◆ Excerpt to read ◆
○ ○ ○ ○
Strict safety measures
Giving the project the green light on 15 July, the EU executive concluded that construction of reactors three and four at Mochovce – suspended in the 1990s due to lack of finances – can continue provided that certain safety recommendations are adhered to.
The Commission nevertheless warned that the reactors in use at Mochovce do not feature the "full containment structures" common to recent, ongoing or planned construction of nuclear power plants elsewhere in Europe. Critics of the site have long said that it fails to satisfy modern safety requirements.
The EU executive called for "additional features, functional capabilities and management strategies" to be developed to bring the design into line with existing best practice. Specifically, it recommended that steps be taken to ensure the reactors could withstand "a potential deterministic impact from an external source", such as light aircraft.
Moreover, the Commission stressed the need for Slovakia to diversify Mochovce's fuel supply - expressing concern that the site relies too heavily on Russia as a nuclear fuel source – and ensure decommissioning funds are managed correctly.
○ ○ ○ ○
◆ Source material ◆
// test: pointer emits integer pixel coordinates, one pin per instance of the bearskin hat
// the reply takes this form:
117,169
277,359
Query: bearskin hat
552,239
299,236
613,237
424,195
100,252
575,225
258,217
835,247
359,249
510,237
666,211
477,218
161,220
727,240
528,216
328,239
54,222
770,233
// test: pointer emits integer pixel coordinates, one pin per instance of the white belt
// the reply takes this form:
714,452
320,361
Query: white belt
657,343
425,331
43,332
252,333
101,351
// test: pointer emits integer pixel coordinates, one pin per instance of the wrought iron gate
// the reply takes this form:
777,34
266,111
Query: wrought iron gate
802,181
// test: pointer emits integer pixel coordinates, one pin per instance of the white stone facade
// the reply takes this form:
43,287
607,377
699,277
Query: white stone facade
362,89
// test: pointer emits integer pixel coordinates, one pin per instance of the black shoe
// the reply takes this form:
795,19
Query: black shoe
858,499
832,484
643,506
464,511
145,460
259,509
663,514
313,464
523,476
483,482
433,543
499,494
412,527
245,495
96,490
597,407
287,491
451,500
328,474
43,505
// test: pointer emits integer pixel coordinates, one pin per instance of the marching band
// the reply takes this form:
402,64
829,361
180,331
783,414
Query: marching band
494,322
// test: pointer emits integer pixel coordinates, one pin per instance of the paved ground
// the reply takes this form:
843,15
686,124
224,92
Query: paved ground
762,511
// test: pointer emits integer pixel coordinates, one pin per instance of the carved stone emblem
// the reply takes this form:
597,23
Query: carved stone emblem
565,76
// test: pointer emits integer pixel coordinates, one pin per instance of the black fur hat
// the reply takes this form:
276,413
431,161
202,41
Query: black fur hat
○ ○ ○ ○
◆ Things to do ◆
**a.** Retype the part of the passage on Mochovce safety measures that begins at the words "The EU executive called" and stops after the words "as light aircraft.".
**b.** On what date did the EU executive give the Mochovce project the green light, according to the passage on Mochovce safety measures?
**c.** What comes next in the passage on Mochovce safety measures? Continue it after its last sentence.

◆ Written answers ◆
**a.**
The EU executive called for "additional features, functional capabilities and management strategies" to be developed to bring the design into line with existing best practice. Specifically, it recommended that steps be taken to ensure the reactors could withstand "a potential deterministic impact from an external source", such as light aircraft.

**b.** 15 July.

**c.**
Nuclear leaks
Nuclear power has received renewed attention lately for a number of reasons. On the one hand, the Commission has clearly given its backing to the energy source as a key technology for helping the EU to reduce its oil dependency and slash its CO2 emissions. On the other, concerns about whether nuclear can really offer a safe low-carbon option have been revived lately after alerts regarding a coolant leak from a Slovenian plant last June (EurActiv 05/06/08) and a uranium leak from a treatment plant (Socatri) run by Areva in France just last week.
France is one of the EU's staunchest backers of nuclear energy and President Nicolas Sarkozy has been promoting French technology as "the safest in the world". While the French Environment Ministry played down the significance of the Socatri leak, saying "this is not a nuclear incident," the government has nevertheless ordered tests on the groundwater around all 58 nuclear reactors in the country in a bid to dispel fears that local water supply may have been affected elsewhere.
"I don't want people to feel that we are hiding anything from them," Environment Minister Jean-Louis Borloo said in an interview with Le Parisien yesterday (17 July).